— begin Data in this exercise —
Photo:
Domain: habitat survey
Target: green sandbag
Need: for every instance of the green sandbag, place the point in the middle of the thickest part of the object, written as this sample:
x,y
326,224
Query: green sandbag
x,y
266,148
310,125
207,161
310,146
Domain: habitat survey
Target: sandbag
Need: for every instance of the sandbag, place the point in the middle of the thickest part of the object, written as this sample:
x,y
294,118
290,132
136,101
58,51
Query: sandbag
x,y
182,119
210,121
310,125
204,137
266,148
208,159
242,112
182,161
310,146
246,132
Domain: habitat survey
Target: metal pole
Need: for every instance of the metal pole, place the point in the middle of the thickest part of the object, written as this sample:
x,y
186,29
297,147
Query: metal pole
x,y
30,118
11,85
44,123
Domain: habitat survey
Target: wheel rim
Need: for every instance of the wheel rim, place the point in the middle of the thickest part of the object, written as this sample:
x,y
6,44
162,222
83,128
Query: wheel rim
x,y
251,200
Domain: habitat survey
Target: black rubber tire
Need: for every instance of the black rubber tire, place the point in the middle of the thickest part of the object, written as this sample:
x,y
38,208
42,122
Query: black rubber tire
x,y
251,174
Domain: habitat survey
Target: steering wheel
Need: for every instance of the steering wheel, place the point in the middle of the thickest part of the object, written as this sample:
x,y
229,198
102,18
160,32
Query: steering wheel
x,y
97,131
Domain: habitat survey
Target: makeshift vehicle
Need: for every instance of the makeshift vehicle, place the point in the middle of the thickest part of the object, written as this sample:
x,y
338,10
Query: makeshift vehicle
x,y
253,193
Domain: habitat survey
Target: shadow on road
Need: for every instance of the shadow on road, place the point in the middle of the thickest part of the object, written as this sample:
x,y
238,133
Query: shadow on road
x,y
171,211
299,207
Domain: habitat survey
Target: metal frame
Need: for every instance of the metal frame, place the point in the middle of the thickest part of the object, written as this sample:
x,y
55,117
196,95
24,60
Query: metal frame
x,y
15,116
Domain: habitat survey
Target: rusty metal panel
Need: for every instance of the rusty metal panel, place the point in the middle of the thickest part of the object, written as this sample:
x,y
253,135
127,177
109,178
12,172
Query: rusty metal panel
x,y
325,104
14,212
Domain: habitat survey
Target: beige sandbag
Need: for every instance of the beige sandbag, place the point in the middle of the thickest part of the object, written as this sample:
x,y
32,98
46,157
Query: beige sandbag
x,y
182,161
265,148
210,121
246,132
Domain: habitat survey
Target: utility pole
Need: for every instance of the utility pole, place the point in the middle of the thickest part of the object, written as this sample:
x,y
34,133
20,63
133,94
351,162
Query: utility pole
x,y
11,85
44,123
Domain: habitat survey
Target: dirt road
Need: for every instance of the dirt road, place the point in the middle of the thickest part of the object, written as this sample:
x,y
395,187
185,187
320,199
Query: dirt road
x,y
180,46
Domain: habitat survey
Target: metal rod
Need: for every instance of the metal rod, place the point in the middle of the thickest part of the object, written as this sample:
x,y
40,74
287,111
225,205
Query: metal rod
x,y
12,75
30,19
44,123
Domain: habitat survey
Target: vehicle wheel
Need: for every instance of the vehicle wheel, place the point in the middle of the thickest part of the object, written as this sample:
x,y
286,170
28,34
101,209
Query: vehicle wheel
— end Data in this exercise —
Problem statement: Report each line of the records above that contains the word "sandbag", copying every such line in full and in its original order.

Solution for this task:
Target: green sandbag
Need: for every instance of the green sandbag, place the point in the middle of the thickest part of the object, written as this sample:
Query: green sandbag
Target: sandbag
Need: for every instance of the sandbag, place the point in the middle of the thickest part of the object, written as this sample:
Query: sandbag
Target: beige sandbag
Need: for every instance of the beige sandbag, place the point in the middle of the thickest part of the object, written as this sample:
Query: beige sandbag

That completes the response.